■ **GOAL OF THE EXERCISE**: Copy the listing exactly; drop the pictures.

■ **AVAILABLE DATA**:
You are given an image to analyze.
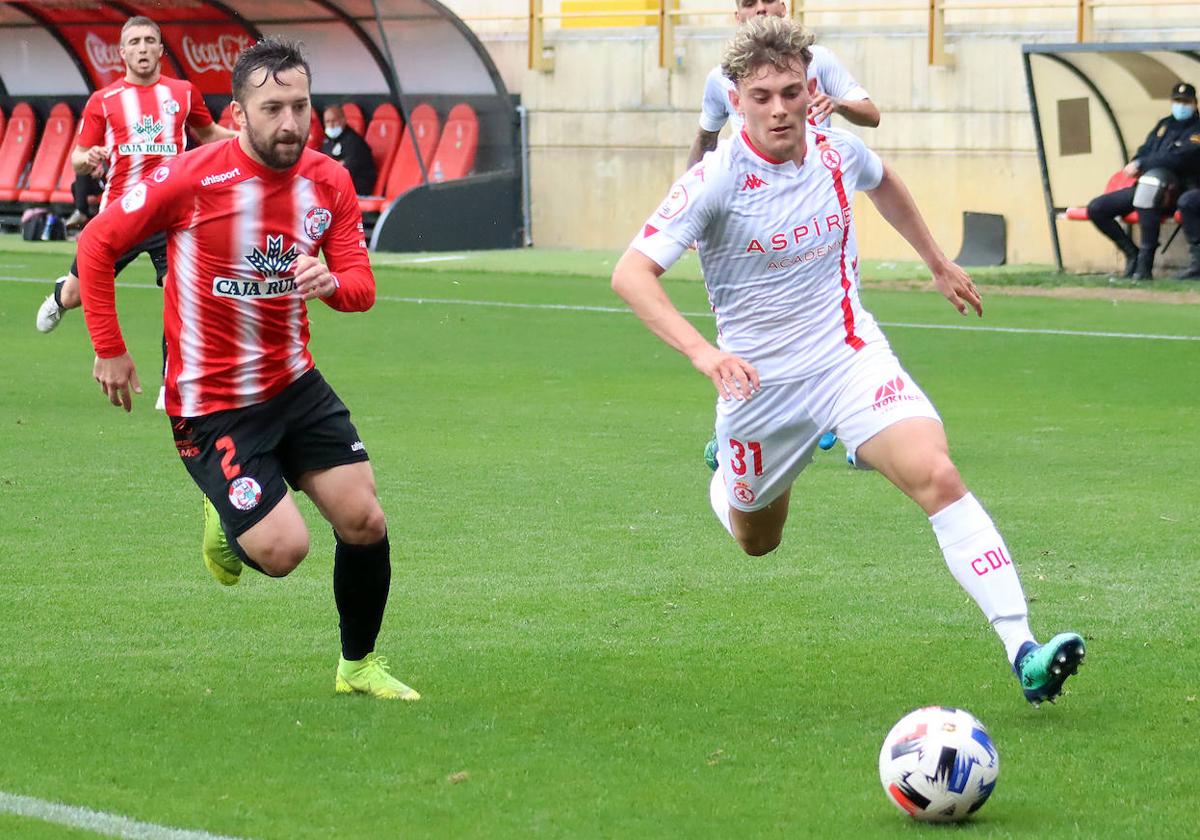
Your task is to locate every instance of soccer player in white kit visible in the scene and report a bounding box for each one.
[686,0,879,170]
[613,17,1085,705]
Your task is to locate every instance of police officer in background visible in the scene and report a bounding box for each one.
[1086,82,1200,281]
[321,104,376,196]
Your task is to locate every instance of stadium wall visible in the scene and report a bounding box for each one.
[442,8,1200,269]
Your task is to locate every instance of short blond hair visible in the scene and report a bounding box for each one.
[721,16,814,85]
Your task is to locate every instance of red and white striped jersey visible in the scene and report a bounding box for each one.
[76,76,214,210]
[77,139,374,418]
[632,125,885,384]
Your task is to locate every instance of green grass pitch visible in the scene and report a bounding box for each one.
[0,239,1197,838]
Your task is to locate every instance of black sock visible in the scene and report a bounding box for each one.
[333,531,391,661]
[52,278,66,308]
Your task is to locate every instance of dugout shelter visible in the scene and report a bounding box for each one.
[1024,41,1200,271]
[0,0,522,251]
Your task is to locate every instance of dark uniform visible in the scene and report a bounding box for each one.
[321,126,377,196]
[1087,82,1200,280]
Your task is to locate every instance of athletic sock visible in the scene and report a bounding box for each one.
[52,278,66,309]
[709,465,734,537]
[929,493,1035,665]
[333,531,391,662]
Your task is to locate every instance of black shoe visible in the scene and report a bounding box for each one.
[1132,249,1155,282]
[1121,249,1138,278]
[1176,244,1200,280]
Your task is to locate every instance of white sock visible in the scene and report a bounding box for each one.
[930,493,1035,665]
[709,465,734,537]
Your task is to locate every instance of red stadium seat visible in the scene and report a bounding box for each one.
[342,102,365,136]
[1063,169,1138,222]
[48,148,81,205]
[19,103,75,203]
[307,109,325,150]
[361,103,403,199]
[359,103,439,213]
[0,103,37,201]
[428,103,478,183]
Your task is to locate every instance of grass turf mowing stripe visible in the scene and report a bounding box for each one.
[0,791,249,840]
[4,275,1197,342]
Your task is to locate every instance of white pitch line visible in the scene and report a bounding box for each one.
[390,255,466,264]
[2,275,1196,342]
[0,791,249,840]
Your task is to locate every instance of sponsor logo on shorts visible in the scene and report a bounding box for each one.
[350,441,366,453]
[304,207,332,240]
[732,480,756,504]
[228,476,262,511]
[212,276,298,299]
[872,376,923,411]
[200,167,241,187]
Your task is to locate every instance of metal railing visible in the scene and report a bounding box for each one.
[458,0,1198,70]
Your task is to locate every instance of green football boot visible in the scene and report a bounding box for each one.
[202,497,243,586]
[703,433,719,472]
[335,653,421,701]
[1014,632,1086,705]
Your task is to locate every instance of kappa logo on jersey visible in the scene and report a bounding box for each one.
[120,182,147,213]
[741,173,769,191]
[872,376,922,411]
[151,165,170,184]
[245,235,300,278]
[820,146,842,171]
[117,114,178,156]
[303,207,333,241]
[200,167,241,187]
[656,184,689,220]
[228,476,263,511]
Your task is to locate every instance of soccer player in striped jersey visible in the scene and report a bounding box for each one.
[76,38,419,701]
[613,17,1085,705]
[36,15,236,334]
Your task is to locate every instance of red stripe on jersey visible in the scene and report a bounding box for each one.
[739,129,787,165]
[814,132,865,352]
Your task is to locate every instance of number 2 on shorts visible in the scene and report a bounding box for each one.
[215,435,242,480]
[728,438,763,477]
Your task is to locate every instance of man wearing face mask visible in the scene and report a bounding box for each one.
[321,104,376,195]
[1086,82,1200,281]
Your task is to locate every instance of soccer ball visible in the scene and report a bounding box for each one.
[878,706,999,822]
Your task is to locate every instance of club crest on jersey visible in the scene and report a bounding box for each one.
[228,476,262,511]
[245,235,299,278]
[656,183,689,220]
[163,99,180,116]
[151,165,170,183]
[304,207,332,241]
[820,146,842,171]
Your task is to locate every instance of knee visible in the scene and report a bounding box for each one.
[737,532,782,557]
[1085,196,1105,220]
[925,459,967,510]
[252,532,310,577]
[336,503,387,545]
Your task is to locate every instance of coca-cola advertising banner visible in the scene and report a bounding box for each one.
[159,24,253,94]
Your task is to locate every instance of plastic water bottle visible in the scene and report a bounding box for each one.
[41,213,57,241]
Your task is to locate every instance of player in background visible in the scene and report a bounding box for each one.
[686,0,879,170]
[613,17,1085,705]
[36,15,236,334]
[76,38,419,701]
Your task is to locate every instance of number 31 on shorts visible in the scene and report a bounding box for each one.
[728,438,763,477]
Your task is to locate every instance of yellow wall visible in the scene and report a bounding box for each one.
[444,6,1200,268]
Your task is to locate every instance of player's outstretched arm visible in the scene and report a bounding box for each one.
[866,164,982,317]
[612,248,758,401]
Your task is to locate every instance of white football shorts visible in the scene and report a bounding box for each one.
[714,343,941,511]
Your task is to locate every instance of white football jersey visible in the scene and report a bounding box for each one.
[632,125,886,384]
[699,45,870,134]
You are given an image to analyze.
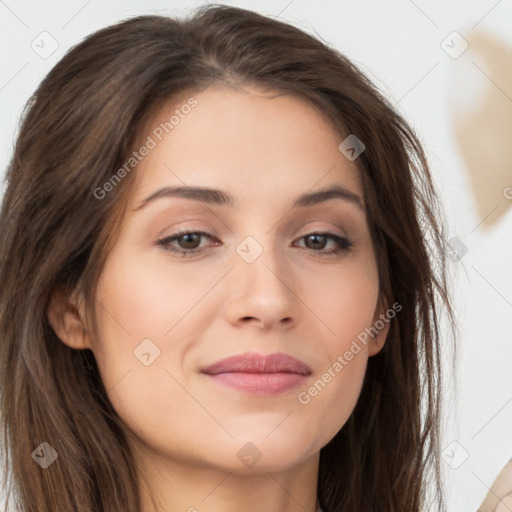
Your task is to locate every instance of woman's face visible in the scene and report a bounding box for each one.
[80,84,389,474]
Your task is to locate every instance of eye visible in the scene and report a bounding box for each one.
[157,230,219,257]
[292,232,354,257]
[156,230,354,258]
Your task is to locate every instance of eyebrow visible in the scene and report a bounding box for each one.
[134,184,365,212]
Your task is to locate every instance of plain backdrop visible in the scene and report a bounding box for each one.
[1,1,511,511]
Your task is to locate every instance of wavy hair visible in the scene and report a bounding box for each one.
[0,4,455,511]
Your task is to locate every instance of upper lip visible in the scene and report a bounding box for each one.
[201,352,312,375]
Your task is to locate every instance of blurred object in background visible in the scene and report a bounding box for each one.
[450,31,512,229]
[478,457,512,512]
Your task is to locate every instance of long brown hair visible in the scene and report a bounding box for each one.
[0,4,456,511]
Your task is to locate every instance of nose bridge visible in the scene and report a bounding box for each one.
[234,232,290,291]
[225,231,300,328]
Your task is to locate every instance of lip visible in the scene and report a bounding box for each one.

■ **RESULT FOR THIS TASK**:
You are given an image to analyze.
Your task is to locate every instance of soccer player in white kit visible in the scene and report a bounding box for each one.
[686,0,879,170]
[613,17,1085,705]
Your task is to locate every instance of police officer in background visible in the scene and report a bounding box for each one.
[1086,82,1200,281]
[321,104,376,196]
Your task is to locate every instance of stadium wall visible in the scene and report a bounding box for each one.
[442,8,1200,269]
Your task is to locate every instance of short blond hair visible in the scene and report a bounding box for each one.
[721,16,814,85]
Your task is to locate every instance of red and white striped jersey visible in the scene and report a bounding box for each one.
[76,76,214,210]
[77,139,374,418]
[632,125,885,384]
Your task is to locate every instance of green grass pitch visible in the scene and report a bounding box for each one.
[0,239,1197,838]
Your task is to locate every instance of black sock visible in the scene and report a bounding box for each one.
[333,531,391,661]
[52,278,66,308]
Your task is to locate every instance of dugout shelter visible in the scene and report a bounding box for each one.
[1024,41,1200,271]
[0,0,522,251]
Your task is to locate every instance of dark uniform visible in the scene and report a bounding box for each one.
[321,126,377,196]
[1087,82,1200,280]
Your task is to locate every instance of athletic sock visible in the scene and report a bounding box for each one.
[52,278,66,309]
[709,465,734,537]
[929,493,1035,665]
[333,531,391,662]
Your task is to locate every instance of black shoe visible in the scene and report a bounding box for each one.
[1132,249,1155,282]
[1121,249,1138,278]
[1176,244,1200,280]
Your task is to locate every instance of white sock visible in the scene and report a bounding box for each one.
[930,493,1035,665]
[709,465,734,537]
Your task is to locate every instance of red stadium seat visible in the scene and report a bounding box for each one.
[342,102,365,136]
[1063,169,1138,222]
[48,148,81,205]
[19,103,75,203]
[307,109,325,150]
[361,103,403,199]
[359,103,439,213]
[0,103,37,201]
[428,103,478,183]
Your task is to locate every instance of grass turf mowing stripe visible in the scene and report a bounding box for each one.
[0,791,249,840]
[4,275,1197,342]
Your task is to locate every instance of white pitch line visible in the scene and report a bounding box for each one.
[390,255,466,264]
[2,275,1196,342]
[0,791,249,840]
Your task is to locate every instance of sponsor logo on shorts visible in the scene and report a bounding box for each one.
[350,441,366,453]
[304,207,332,240]
[732,480,756,504]
[228,476,262,511]
[212,276,298,299]
[872,376,923,411]
[200,167,241,187]
Your task is to locate every instance of metal railing visible in the scene and report a bounding box for each one.
[458,0,1198,70]
Your task is to locate every instance of green football boot visible in the scene and report a bounding box for each one.
[202,497,243,586]
[703,433,719,472]
[335,653,421,701]
[1014,632,1086,705]
Your task is to locate every instance of kappa logo on jersey visible in the scene and report a bounding box for each one.
[120,182,147,213]
[741,173,769,191]
[872,376,922,411]
[151,165,170,184]
[245,235,300,278]
[820,146,842,171]
[117,114,178,156]
[303,207,333,241]
[200,167,241,187]
[656,184,689,220]
[228,476,263,511]
Your task is to locate every instance of soccer player in striped jersey visible in the scene and report a bounding box for each one.
[76,38,419,701]
[613,17,1085,705]
[36,15,236,334]
Your task is to locate every instance of red stripe on jersey visible in the scene and report a bounding box for each one.
[739,129,787,165]
[814,132,865,352]
Your task is to locate every instance of number 2 on shorts visible in the scene and report a bounding box for each one.
[215,435,242,480]
[728,438,763,477]
Your task is to locate every instance of man wearing face mask visible in the scene and report a bounding box for each one.
[321,104,376,195]
[1086,82,1200,281]
Your task is to locate every instance of soccer ball visible in the scene and report a bounding box for each one.
[878,706,999,822]
Your task is to locate every instance of club crest on jersey visible in the scene and report a bounding box for each one.
[228,476,262,511]
[245,235,299,278]
[656,183,689,220]
[163,99,180,116]
[151,165,170,183]
[304,207,332,241]
[820,146,842,171]
Your task is to locate every instance of knee visible in the scene and report a bounding box for each one.
[737,532,782,557]
[1085,196,1105,220]
[925,459,967,510]
[252,532,310,577]
[336,503,387,545]
Your task is to locate every instance of coca-cola advertising banner visible in the scene and report a bounding box for each one.
[159,24,253,94]
Your task is to locate every instance of plastic water bottle visible in the scene and report a bounding box for each one.
[41,213,57,241]
Your task is to locate every instance of player in background visible in the scene and report a bounding box for each one.
[686,0,879,170]
[613,17,1085,705]
[36,15,236,334]
[76,38,419,701]
Your task is to locate every instance of number 31 on shorts visible in the scene and report a bounding box for each one.
[728,438,763,477]
Your task is to locate every instance of yellow wall visible in the scene and report a bounding box for each one.
[444,6,1200,268]
Your task is to locate every instance of player's outstretched arm visible in the scene and report a bounding box for each one.
[866,164,982,317]
[612,248,758,401]
Your task is to locate every instance of white football shorts visible in the scene and report a bounding box for each one.
[714,343,941,511]
Your task is to locate every instance of white football jersey visible in the scene and report a bounding box for each one.
[632,125,886,384]
[699,45,870,134]
You are given an image to analyze.
Your task is to locate every instance of woman's face visible in the scene and report a bounding box for each one.
[80,84,389,474]
Your task is to locate every instance of eye visible in the scene and report a bounding box for each one.
[157,230,219,257]
[292,232,354,257]
[156,230,354,258]
Your task is to locate every instance of eyebrow visible in the scene and report a bounding box for each one.
[134,184,365,212]
Your task is to locate every instance of plain backdrop visible in the scene and report a bounding box for each one.
[1,1,511,511]
Your task is to locate every instance of wavy hair visible in the scene and report a bounding box for each one.
[0,4,455,511]
Your task is to locate every instance of upper lip visible in the scene and report a bounding box for each one.
[201,352,312,375]
Your task is to locate every instance of blurred object in background visible in the scene and report a bounding box for each one.
[450,31,512,229]
[478,457,512,512]
Your task is to locate every instance of long brown hair visible in the scene and report a bounding box for each one.
[0,4,456,511]
Your task is to locate every instance of nose bridge visible in the scene and report a bounding box for each one.
[234,232,290,291]
[225,231,300,328]
Your task is to locate every instance of lip visible in the scene and report a bounding box for each one.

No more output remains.